> [EXERCISE BRIEF] What lines of the listing include the string "tall"? Show them all.

> [DATASET CONTENT]
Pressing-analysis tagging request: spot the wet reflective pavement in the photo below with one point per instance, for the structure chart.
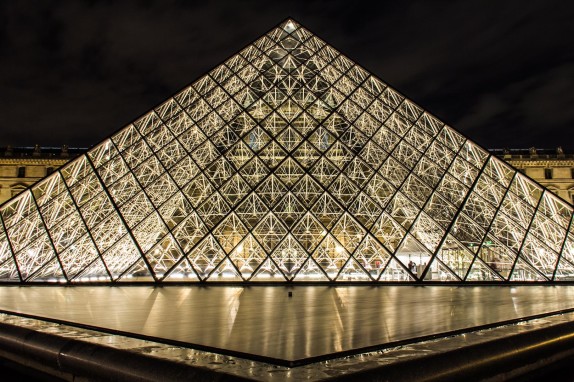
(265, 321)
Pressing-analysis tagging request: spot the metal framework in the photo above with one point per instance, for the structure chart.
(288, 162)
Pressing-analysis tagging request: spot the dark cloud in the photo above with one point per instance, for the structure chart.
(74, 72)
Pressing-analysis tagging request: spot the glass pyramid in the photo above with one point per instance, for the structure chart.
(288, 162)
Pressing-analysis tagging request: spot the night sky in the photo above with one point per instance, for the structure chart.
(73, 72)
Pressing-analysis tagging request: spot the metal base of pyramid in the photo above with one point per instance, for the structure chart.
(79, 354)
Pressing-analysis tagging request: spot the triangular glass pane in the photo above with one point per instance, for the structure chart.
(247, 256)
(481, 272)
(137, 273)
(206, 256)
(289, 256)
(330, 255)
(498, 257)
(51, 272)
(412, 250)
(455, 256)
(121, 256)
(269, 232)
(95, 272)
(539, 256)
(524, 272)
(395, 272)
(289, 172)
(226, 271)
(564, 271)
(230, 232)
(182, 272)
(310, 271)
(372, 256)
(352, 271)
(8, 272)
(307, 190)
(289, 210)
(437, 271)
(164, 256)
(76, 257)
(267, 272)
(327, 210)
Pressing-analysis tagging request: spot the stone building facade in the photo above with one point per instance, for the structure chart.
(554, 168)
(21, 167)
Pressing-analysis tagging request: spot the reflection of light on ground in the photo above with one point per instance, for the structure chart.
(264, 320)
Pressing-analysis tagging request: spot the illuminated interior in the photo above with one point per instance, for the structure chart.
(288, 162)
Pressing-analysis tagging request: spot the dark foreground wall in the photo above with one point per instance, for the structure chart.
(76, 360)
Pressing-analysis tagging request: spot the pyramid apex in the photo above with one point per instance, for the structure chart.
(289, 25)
...
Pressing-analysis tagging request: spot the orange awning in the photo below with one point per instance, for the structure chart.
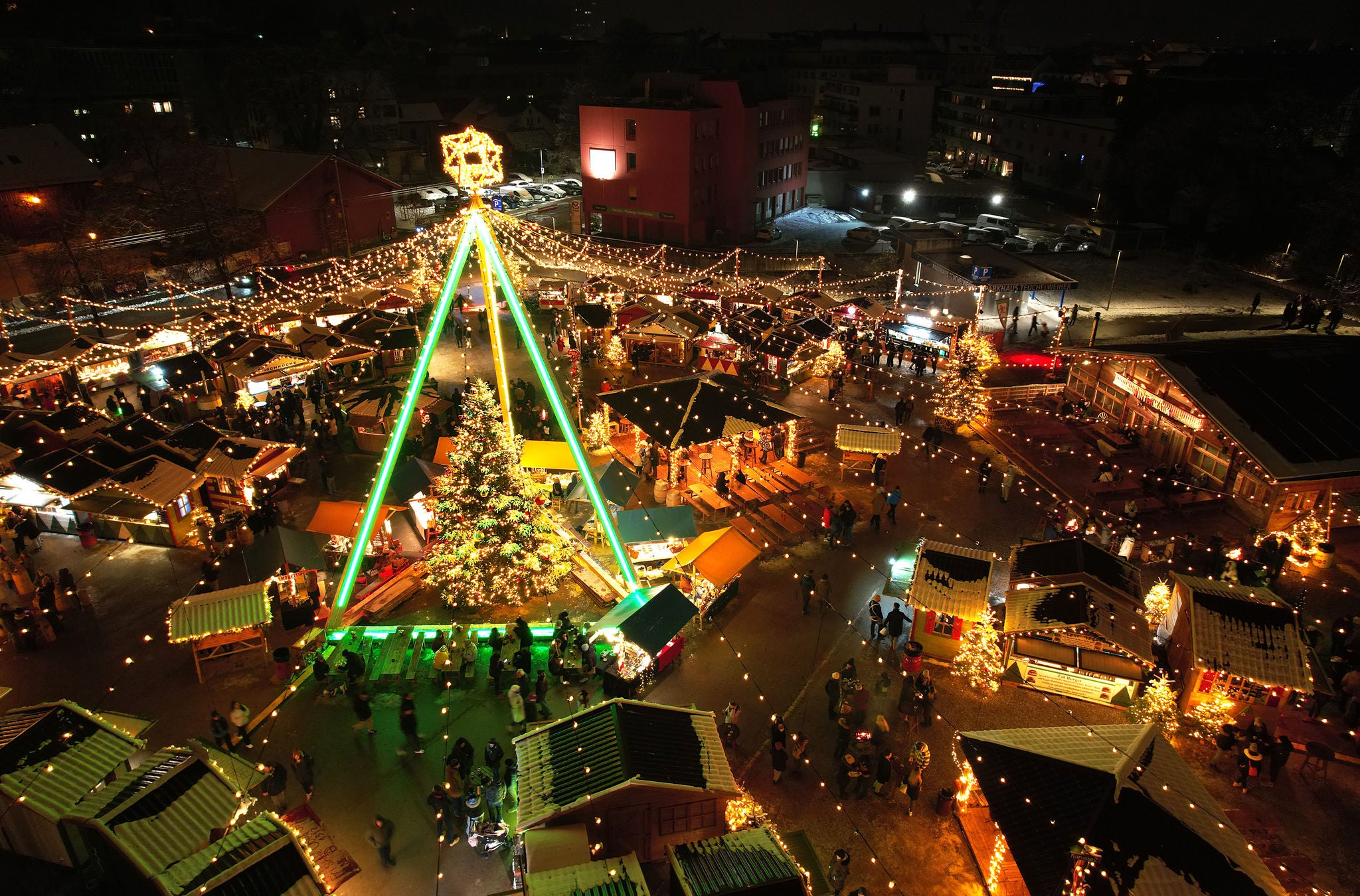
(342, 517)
==
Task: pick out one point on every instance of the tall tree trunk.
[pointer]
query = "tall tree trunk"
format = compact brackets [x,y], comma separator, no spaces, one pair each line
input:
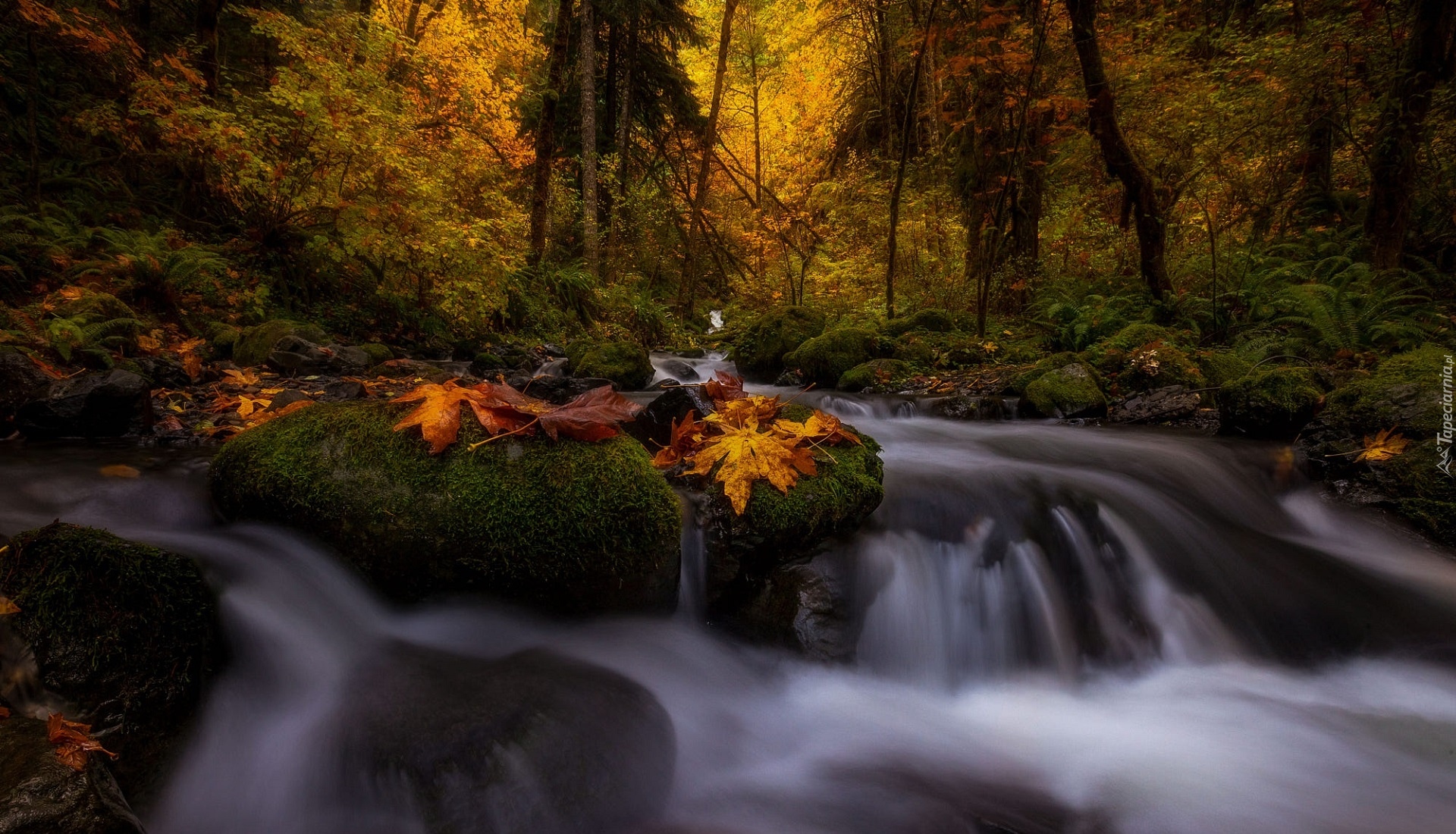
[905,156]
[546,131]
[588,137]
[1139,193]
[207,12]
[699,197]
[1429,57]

> [RESULT OF THIS TASK]
Task: pick out one point on every instance of the tall tree trunk.
query = "tall tree trunk"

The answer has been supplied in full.